Record extracts
## BEGIN

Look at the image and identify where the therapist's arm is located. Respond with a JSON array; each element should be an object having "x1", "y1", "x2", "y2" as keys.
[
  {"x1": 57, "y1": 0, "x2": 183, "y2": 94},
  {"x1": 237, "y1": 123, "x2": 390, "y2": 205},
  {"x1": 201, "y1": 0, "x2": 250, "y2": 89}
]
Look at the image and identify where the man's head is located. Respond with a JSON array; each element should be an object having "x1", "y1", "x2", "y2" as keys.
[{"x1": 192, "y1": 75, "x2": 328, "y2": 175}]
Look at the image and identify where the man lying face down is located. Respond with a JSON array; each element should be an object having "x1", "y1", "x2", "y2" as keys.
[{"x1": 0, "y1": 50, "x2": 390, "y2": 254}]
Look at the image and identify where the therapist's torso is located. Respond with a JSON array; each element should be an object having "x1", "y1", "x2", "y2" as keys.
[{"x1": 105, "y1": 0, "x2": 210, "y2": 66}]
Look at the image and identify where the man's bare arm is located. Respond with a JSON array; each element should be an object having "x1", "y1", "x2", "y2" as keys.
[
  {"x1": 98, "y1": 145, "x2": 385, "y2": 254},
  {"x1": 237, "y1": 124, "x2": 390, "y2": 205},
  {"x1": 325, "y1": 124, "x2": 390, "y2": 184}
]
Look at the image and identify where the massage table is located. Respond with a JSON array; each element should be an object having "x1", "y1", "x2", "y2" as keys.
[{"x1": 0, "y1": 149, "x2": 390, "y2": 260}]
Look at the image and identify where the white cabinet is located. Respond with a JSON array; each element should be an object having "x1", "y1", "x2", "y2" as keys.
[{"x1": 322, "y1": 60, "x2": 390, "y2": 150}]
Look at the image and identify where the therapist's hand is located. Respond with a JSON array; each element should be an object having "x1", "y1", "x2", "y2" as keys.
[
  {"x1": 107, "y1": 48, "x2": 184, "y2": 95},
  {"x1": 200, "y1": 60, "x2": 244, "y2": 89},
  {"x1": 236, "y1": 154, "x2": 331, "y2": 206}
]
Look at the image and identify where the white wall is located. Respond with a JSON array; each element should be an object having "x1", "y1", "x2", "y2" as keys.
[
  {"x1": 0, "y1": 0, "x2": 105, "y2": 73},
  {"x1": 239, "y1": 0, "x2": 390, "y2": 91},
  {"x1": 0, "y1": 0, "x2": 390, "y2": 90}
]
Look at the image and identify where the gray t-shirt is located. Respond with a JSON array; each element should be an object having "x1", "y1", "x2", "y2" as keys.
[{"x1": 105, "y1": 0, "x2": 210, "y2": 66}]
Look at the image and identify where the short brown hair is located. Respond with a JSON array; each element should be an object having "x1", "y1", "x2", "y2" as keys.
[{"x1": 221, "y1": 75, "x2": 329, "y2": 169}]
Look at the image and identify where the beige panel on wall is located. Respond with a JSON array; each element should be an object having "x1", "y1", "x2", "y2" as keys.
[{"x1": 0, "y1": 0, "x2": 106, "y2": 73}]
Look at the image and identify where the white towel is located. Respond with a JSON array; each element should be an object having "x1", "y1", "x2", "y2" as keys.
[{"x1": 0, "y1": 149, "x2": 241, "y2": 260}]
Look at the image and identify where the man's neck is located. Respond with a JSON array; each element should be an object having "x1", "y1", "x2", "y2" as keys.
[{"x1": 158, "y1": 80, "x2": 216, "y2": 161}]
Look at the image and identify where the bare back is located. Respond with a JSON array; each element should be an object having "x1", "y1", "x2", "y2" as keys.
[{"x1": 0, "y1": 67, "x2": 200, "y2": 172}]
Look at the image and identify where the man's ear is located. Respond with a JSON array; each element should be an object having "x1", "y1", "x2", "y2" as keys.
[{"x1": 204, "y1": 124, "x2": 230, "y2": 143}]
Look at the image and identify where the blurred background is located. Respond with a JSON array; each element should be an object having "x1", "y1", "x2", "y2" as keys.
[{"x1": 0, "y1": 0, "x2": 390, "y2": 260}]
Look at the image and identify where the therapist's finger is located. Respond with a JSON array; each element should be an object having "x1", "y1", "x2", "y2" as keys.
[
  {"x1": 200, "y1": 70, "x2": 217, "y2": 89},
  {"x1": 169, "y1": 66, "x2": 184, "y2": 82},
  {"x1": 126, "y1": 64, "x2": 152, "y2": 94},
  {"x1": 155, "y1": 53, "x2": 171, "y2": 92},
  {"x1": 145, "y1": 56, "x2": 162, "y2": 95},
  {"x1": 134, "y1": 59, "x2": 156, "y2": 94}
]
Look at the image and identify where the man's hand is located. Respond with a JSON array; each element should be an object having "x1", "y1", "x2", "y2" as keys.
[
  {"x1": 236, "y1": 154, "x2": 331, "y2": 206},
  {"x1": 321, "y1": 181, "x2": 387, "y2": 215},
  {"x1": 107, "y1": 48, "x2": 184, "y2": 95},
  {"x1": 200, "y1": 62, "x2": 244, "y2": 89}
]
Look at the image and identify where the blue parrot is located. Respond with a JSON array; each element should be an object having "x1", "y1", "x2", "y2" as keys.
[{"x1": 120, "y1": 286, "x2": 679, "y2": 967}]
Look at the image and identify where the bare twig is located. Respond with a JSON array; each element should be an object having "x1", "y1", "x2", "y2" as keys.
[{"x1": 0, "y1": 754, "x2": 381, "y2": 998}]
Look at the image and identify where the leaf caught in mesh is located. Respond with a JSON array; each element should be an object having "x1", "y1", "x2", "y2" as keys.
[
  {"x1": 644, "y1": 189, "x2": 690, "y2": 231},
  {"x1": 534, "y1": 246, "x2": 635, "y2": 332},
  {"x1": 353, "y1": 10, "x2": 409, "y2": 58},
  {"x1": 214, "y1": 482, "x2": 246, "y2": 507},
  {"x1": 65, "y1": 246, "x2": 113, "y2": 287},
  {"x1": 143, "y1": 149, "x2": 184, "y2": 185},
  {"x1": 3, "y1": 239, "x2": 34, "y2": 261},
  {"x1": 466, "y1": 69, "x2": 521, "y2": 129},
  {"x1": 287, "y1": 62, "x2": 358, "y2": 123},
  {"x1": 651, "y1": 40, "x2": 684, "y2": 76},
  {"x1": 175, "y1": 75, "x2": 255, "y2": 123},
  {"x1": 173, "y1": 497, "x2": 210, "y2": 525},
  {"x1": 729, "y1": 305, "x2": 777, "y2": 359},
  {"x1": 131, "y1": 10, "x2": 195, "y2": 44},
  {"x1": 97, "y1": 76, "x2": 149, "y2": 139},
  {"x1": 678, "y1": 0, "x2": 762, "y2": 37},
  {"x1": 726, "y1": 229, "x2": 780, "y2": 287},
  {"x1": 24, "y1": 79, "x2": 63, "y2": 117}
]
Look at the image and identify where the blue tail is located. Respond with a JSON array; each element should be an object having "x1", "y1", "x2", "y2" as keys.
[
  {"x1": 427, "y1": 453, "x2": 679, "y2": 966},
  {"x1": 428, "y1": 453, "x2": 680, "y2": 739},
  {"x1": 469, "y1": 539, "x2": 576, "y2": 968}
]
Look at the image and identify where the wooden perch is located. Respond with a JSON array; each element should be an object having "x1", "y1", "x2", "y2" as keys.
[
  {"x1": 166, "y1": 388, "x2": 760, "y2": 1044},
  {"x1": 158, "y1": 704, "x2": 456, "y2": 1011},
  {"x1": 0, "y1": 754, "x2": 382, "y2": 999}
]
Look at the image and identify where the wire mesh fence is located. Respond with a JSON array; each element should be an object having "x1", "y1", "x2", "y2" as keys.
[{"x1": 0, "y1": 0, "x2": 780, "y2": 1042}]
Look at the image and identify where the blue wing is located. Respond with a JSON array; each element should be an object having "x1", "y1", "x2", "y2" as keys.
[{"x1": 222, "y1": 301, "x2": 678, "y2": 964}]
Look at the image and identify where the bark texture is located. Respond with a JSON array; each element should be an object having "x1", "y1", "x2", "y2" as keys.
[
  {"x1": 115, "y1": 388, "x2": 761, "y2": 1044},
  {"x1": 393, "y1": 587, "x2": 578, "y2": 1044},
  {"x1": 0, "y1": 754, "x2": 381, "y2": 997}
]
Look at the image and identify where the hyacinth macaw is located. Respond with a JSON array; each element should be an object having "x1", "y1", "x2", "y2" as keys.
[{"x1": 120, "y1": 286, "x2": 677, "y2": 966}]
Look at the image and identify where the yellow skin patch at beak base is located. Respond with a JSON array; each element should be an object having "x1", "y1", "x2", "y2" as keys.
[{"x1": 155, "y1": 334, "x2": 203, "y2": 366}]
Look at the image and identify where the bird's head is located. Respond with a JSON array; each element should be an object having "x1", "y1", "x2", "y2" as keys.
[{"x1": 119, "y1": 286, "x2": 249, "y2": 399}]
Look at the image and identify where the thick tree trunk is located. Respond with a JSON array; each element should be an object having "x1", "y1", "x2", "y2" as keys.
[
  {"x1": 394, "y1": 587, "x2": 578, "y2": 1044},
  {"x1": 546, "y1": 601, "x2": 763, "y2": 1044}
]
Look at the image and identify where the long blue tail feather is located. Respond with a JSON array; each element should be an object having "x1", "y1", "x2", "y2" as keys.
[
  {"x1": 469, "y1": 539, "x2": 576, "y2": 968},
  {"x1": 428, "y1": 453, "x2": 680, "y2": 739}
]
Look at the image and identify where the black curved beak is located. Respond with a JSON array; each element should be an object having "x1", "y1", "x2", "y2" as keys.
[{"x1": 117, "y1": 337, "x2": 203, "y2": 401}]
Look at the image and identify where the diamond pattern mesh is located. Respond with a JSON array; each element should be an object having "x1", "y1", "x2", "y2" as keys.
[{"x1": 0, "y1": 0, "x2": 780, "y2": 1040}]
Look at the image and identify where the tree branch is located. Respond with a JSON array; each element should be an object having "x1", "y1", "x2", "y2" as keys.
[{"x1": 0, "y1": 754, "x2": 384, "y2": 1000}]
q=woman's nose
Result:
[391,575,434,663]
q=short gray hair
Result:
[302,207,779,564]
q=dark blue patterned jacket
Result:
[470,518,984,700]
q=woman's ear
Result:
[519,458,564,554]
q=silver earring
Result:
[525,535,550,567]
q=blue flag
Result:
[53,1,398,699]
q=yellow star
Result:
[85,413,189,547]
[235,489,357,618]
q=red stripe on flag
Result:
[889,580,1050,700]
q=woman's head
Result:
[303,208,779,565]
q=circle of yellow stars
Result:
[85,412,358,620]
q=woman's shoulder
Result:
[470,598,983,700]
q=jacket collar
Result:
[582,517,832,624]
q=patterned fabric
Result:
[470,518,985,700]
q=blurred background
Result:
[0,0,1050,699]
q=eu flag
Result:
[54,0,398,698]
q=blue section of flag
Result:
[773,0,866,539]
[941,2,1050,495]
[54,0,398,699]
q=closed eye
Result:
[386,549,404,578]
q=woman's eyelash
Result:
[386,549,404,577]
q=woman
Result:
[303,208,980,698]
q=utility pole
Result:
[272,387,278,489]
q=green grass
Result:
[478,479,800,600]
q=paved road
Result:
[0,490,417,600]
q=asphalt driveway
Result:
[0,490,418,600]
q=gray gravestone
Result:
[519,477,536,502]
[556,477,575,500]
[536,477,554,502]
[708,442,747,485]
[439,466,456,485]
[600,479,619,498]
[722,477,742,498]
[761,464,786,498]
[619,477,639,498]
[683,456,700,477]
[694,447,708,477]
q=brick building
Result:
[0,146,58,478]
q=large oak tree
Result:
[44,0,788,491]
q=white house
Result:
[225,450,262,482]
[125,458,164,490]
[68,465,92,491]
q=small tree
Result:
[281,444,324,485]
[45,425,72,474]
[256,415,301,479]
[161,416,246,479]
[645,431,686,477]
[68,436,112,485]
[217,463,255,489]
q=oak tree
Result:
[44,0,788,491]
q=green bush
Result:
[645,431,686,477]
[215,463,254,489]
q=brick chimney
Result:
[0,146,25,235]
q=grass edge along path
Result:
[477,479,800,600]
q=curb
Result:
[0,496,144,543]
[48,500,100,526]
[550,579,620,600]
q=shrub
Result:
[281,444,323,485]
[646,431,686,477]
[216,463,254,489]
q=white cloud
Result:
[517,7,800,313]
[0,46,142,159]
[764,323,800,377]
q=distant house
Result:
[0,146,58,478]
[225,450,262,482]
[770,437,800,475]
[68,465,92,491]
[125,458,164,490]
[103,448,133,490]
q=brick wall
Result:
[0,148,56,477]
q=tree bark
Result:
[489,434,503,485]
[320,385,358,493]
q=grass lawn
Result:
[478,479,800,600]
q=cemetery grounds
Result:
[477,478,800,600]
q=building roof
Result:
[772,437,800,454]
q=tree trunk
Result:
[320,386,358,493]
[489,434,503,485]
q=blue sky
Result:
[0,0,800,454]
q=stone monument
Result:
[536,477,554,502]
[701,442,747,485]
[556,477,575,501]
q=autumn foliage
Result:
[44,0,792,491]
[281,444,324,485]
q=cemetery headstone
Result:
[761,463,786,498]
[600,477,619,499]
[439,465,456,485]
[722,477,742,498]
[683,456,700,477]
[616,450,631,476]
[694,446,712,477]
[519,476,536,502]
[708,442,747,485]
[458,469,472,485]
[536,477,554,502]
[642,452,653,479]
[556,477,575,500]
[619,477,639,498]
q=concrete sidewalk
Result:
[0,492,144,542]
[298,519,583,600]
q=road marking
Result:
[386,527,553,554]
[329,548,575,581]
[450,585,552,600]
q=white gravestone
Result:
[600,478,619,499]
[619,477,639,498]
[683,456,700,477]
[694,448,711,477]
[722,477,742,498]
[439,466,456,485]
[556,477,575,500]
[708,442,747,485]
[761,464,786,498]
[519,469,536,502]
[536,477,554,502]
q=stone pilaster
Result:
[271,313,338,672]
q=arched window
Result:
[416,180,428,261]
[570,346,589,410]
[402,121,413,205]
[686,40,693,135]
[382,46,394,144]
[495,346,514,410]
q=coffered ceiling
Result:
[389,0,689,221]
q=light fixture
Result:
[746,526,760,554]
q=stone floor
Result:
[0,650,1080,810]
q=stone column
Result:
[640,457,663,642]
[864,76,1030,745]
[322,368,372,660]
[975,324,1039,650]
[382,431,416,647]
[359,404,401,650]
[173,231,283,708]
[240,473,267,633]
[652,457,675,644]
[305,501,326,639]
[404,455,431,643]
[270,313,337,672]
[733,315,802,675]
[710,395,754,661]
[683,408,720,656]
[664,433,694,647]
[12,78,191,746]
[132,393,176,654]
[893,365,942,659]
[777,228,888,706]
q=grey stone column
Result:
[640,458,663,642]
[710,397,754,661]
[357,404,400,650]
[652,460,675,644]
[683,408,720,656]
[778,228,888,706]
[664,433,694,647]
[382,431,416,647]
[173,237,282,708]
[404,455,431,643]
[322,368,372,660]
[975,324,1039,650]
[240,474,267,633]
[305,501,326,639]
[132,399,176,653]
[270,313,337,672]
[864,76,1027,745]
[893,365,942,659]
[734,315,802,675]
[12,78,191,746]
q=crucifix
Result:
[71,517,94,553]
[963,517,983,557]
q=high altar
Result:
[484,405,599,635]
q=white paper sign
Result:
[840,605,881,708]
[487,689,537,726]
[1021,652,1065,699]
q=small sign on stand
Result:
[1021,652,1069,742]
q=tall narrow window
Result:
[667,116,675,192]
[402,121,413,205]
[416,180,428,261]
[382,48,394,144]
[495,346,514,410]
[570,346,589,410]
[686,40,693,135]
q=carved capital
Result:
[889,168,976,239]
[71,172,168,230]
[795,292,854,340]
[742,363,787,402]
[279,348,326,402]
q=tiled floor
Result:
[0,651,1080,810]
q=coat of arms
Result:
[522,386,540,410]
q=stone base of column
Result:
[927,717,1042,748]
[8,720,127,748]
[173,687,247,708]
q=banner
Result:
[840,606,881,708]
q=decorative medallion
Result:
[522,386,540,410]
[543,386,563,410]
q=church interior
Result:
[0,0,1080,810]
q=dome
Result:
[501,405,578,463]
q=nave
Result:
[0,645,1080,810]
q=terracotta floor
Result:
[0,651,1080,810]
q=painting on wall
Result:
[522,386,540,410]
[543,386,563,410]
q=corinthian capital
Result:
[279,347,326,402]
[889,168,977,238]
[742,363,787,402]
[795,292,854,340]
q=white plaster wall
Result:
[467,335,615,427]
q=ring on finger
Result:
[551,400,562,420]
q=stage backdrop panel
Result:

## END

Instructions to follow
Please pick out every line above that contains the string "hair" and copy each one. Case counts.

Answer below
Look at the image and identify where the short brown hair is located. Respond with a JSON array; each element should be an object having "x1", "y1", "x2", "y2" as keys.
q=short gray hair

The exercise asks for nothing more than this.